***** PAGE EXTRACT
Wolfram first started working on A New Kind of Science in 1991, after his return to scientific research. Wolfram spent around a decade, with the help of his employees, putting together his ideas and writing what would become the final book. The 1200-page self-published book was released on May 14, 2002, going on to become a bestseller.
The book provides a theoretical and methodological underpinning for the universe including that enormous complexity can be generated from simple rules and every system can be viewed as a computation. However, Wolfram's ideas in A New Kind of Science have also received criticism from the scientific community.
A prolific writer, Wolfram has continually published books, articles, blogs, scientific papers, and more over his career. Besides A New Kind of Science, notable books from Wolfram include the following:
- An Elementary Introduction to the Wolfram Language, published in 2015, introduces students to modern computational thinking.
- Idea Makers, published in 2016, gives Wolfram's personal perspectives on the lives and ideas of a variety of notable people.
- Adventures of a Computational Explorer, published in 2019 tells the story of Wolfram's life.
- A Project to Find the Fundamental Theory of Physics, published in 2020, is an effort to find the fundamental theory of physics.
- What Is ChatGPT Doing ... and Why Does It Work? Published in 2023, the short book describes how the technology behind ChatGPT works.
Wolfram maintains an extensive archive of his academic publications and regularly publishes blogs on developments in science and technology.
In 2020, Wolfram announced breakthroughs in finding a fundamental theory of physics and launched the Wolfram Physics Project to stimulate involvement in the project. A fundamental theory of physics would tie together all existing theories including general relativity and quantum mechanics. Wolfram's theory states the universe is modeled using points in space and rules that when applied generate more points, building a network. He suggests that model universes can be built using hypergraphs that describe these networks and that the rules that are applied eventually determine the characteristics that make up a given universe. The theory suggests it should be possible to start with a few points in space and develop a model that depicts the real universe. The project is aiming to find the rules that would produce the observable universe. The project's website provides documentation for people wanting to help work on Wolfram's theory.
**********
- _TASK STATEMENT_
Print the part of the Wolfram text that begins at the words "- Idea Makers, published" and stops after the words "theory of physics.", copied word for word.
***** DATA EXCERPTS
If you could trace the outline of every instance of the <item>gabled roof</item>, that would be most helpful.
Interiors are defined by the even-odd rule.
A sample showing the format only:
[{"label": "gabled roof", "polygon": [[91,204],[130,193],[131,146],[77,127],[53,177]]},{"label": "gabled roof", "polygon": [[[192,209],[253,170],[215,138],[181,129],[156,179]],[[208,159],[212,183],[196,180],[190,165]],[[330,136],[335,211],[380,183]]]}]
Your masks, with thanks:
**********
***** DATA EXCERPTS
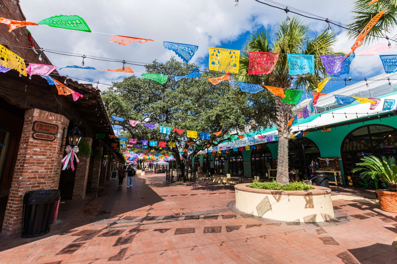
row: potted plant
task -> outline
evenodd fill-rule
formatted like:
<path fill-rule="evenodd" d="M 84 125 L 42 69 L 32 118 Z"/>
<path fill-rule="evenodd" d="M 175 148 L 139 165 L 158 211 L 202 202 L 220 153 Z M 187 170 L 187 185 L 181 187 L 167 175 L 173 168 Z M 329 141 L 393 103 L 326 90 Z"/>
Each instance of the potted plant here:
**********
***** DATA EXCERPTS
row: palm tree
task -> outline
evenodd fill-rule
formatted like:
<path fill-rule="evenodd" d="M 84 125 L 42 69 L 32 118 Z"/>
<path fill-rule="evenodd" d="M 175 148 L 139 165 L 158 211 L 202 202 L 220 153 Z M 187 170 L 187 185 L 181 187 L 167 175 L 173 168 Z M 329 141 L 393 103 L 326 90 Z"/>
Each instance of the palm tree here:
**********
- _RESPONSE_
- Idea Makers, published in 2016, gives Wolfram's personal perspectives on the lives and ideas of a variety of notable people.
- Adventures of a Computational Explorer, published in 2019 tells the story of Wolfram's life.
- A Project to Find the Fundamental Theory of Physics, published in 2020, is an effort to find the fundamental theory of physics.